*OBJECTIVE*. Print out every line, exactly as written.

*SUPPLIED MATERIAL*.
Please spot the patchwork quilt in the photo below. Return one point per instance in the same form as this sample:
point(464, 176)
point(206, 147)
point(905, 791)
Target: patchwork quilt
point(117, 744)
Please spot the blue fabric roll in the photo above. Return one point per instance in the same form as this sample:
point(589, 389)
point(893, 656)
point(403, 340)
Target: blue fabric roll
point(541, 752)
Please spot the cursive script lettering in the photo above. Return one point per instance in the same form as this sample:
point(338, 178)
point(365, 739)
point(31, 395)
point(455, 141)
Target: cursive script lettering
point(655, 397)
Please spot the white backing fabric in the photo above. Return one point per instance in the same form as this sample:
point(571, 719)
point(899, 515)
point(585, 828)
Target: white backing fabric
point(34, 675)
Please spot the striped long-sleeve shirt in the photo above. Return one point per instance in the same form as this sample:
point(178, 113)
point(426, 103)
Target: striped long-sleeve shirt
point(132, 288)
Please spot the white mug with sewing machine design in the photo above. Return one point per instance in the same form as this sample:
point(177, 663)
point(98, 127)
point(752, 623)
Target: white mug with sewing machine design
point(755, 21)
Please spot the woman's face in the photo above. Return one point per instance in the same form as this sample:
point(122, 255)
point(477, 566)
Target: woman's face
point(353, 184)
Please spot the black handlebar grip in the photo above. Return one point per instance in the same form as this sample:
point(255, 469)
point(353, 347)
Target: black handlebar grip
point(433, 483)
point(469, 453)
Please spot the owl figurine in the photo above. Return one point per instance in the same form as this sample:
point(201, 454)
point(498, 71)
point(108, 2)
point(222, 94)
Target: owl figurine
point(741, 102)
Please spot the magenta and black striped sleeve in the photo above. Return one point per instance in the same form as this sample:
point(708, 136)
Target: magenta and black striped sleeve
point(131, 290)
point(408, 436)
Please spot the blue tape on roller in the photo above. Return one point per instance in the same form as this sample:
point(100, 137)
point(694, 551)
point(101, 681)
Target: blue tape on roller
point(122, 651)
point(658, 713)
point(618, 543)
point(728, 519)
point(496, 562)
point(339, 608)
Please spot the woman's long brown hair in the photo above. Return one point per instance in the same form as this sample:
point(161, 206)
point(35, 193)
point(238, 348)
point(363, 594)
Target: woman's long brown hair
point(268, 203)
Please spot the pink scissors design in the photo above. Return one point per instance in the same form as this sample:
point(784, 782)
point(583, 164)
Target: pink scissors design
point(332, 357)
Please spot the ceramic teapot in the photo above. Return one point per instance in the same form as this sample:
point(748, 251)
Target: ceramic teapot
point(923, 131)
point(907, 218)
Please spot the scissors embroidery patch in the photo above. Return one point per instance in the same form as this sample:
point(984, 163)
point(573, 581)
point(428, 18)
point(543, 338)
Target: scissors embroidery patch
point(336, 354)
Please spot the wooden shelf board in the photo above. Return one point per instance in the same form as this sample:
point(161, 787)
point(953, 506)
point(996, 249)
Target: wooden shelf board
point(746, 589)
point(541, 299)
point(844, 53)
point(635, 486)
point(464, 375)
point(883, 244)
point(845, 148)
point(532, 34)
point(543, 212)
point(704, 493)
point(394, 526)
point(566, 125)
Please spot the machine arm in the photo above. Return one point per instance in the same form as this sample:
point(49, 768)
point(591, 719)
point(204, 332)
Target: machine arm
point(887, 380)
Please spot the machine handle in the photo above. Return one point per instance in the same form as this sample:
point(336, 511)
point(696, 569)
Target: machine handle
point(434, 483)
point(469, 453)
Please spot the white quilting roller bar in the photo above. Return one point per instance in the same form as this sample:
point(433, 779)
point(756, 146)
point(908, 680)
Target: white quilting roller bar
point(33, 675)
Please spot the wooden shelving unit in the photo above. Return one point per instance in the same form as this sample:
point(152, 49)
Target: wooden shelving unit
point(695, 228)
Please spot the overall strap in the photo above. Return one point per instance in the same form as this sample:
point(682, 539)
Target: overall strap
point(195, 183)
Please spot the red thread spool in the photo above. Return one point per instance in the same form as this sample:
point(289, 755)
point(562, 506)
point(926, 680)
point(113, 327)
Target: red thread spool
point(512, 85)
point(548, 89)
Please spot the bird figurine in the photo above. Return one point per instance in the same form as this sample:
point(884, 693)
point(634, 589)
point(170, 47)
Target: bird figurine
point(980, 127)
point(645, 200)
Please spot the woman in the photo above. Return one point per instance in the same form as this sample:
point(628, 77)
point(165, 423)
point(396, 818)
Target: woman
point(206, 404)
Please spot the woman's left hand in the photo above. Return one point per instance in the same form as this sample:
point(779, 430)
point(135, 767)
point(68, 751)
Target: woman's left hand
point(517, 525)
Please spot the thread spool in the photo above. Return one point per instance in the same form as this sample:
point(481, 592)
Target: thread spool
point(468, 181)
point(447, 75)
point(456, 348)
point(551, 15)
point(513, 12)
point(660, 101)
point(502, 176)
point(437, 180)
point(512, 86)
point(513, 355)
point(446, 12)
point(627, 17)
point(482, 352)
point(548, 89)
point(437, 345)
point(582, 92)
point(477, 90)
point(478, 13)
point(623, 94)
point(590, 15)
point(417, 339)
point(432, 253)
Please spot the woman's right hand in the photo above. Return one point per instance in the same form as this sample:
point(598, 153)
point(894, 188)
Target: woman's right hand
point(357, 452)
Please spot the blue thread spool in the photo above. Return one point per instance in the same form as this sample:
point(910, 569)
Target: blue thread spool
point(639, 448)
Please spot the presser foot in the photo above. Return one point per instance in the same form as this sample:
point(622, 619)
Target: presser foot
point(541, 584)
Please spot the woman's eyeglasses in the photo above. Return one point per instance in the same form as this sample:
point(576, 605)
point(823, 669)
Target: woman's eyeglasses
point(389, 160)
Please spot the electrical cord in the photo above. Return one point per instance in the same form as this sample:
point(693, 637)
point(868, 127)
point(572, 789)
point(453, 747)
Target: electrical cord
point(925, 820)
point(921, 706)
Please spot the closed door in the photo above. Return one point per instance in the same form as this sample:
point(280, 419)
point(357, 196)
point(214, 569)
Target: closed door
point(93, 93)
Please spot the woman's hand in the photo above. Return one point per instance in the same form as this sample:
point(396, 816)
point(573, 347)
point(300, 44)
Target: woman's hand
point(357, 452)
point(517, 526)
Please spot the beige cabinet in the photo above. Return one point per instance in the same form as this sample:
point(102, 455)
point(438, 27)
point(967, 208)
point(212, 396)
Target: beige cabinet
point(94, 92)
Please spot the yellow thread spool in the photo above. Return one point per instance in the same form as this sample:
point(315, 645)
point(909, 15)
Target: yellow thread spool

*ANSWER BELOW*.
Please spot the patchwork quilt in the photo below. Return one point per instance in the same form as this sample:
point(464, 176)
point(206, 147)
point(905, 791)
Target: patchwork quilt
point(117, 744)
Please spot the blue fabric roll in the photo above. Return one point per instance in the same form as this sample:
point(589, 389)
point(893, 656)
point(403, 340)
Target: blue fabric roll
point(541, 752)
Please spot the cursive script lettering in the photo above. Return one point per instance in the same form as this sample:
point(338, 178)
point(365, 739)
point(31, 395)
point(455, 141)
Target: cursive script lettering
point(655, 397)
Please spot the white backing fabric in the photo above. Return one point per instance in the same form as this sample:
point(571, 719)
point(899, 515)
point(585, 828)
Target: white backing fabric
point(34, 675)
Please spot the striped long-sleeve shirt in the photo above. Return one point per instance in the same form as this sample:
point(178, 113)
point(426, 103)
Target: striped long-sleeve shirt
point(132, 288)
Please spot the white mug with sewing machine design in the photo above. Return one point per instance in the same form as this sample:
point(177, 663)
point(98, 127)
point(752, 623)
Target: white mug with sewing machine design
point(755, 21)
Please spot the woman's face in the photo above. Return one point per instance in the same form as this sample:
point(122, 255)
point(477, 566)
Target: woman's face
point(353, 184)
Please spot the black handlebar grip in the photo above. Return one point per instance in the same form as this sample:
point(255, 469)
point(353, 347)
Target: black handlebar grip
point(433, 483)
point(469, 453)
Please spot the owl figurine in the photo above. Return one point per instance in the same form as this sample:
point(201, 454)
point(498, 71)
point(108, 2)
point(222, 94)
Target: owl figurine
point(741, 102)
Please spot the magenta and black striped sleeve in the photo above. Return one point per instance in the same form as this sample:
point(708, 136)
Target: magenta and black striped sleeve
point(131, 290)
point(408, 436)
Please spot the blue tape on roller in the photo above. Return one point per instance in the same form as this sample:
point(100, 137)
point(694, 551)
point(101, 681)
Target: blue tape on roller
point(122, 651)
point(658, 713)
point(618, 543)
point(728, 519)
point(496, 562)
point(339, 608)
Please spot the woman's long brown hair in the photo above. Return one point per instance in the same form as this sample:
point(161, 206)
point(35, 193)
point(238, 348)
point(363, 594)
Target: woman's long brown hair
point(268, 203)
Please spot the pink scissors design in the photo above. Return one point per instance in the same form as this sample:
point(784, 782)
point(583, 164)
Target: pink scissors design
point(332, 357)
Please spot the ceramic teapot in the photo above. Return one point per instance in the same form as this sample:
point(748, 251)
Target: ceramic teapot
point(923, 131)
point(907, 218)
Please spot the scissors embroidery patch in the photo above. Return one point per instance in the same form as this sample:
point(984, 163)
point(573, 581)
point(428, 18)
point(543, 338)
Target: scissors embroidery patch
point(336, 354)
Please spot the wooden shelf board in the photo above. Return one point per instance in the same form as this sample:
point(161, 787)
point(953, 506)
point(996, 249)
Target: wooden shelf board
point(746, 589)
point(541, 299)
point(844, 53)
point(635, 486)
point(464, 375)
point(883, 244)
point(845, 148)
point(532, 34)
point(543, 212)
point(704, 493)
point(394, 526)
point(566, 125)
Please spot the machine arm in the photo above. Return one point per instance in the same form as this sample:
point(49, 768)
point(591, 719)
point(204, 332)
Target: machine arm
point(887, 380)
Please spot the machine handle in the photo above. Return one point per instance in the same form as this sample:
point(336, 511)
point(696, 569)
Target: machine handle
point(434, 483)
point(469, 453)
Please spot the white quilting roller bar in the photo above. Return one point per instance in the same form as this sample:
point(433, 779)
point(756, 146)
point(908, 680)
Target: white quilting roller bar
point(33, 675)
Please spot the wooden shelving unit in the photo above. Return one point per instance in the same form as this sample:
point(152, 49)
Target: wooden shelving unit
point(695, 228)
Please spot the overall strap in the photo above. Return one point per instance in the same form as this sample:
point(682, 539)
Target: overall strap
point(195, 183)
Please spot the red thread spool in the photo above. Return one point per instance in the same form as this sample:
point(289, 755)
point(562, 506)
point(926, 680)
point(113, 327)
Target: red thread spool
point(512, 85)
point(548, 89)
Please spot the bird figurine in the photo above. Return one point per instance in the same form as this sample:
point(884, 693)
point(634, 589)
point(170, 47)
Target: bird figurine
point(980, 127)
point(645, 200)
Please spot the woman in the photo above. Return one point per instance in the same form as this sample:
point(628, 77)
point(165, 423)
point(396, 818)
Target: woman
point(206, 404)
Please spot the woman's left hand in the photo above. Return one point per instance in the same form as this sample:
point(779, 430)
point(135, 767)
point(68, 751)
Target: woman's left hand
point(517, 525)
Please spot the thread spool in the photo above. Return one point per instance in the same form as this sample:
point(481, 592)
Target: thread spool
point(468, 181)
point(447, 75)
point(456, 348)
point(551, 15)
point(513, 12)
point(660, 101)
point(502, 176)
point(437, 180)
point(512, 86)
point(513, 355)
point(446, 12)
point(627, 17)
point(482, 352)
point(548, 89)
point(437, 345)
point(582, 92)
point(477, 90)
point(478, 13)
point(623, 94)
point(590, 15)
point(417, 339)
point(432, 253)
Please spot the woman's right hand in the photo above. Return one point per instance in the same form as this sample:
point(598, 153)
point(894, 188)
Target: woman's right hand
point(357, 452)
Please spot the blue thread spool in the photo above. Return one point per instance in the same form as this sample:
point(910, 569)
Target: blue thread spool
point(639, 448)
Please spot the presser foot in the photo above. Return one point per instance in the same form as this sample:
point(622, 619)
Target: presser foot
point(541, 584)
Please spot the woman's eyeglasses in the photo above. Return one point per instance in the same form as this sample:
point(576, 605)
point(823, 669)
Target: woman's eyeglasses
point(389, 160)
Please spot the electrical cord in the photo above. Return one point per instance in the same form as this sample:
point(693, 637)
point(868, 127)
point(572, 789)
point(453, 747)
Target: electrical cord
point(925, 820)
point(921, 706)
Please spot the closed door in the photo above. Return one point per instance in the same form as this sample:
point(280, 419)
point(357, 196)
point(214, 569)
Target: closed door
point(93, 93)
Please spot the woman's hand in the photo above. Return one point per instance in the same form as this sample:
point(396, 816)
point(573, 347)
point(300, 44)
Target: woman's hand
point(357, 452)
point(517, 526)
Please spot the beige cabinet in the photo above. Return one point per instance in the same form as this sample:
point(102, 455)
point(438, 27)
point(967, 208)
point(212, 396)
Target: beige cabinet
point(94, 92)
Please spot the yellow thread spool in the photo above. Return one point per instance in the same form as this sample:
point(315, 645)
point(909, 15)
Target: yellow thread spool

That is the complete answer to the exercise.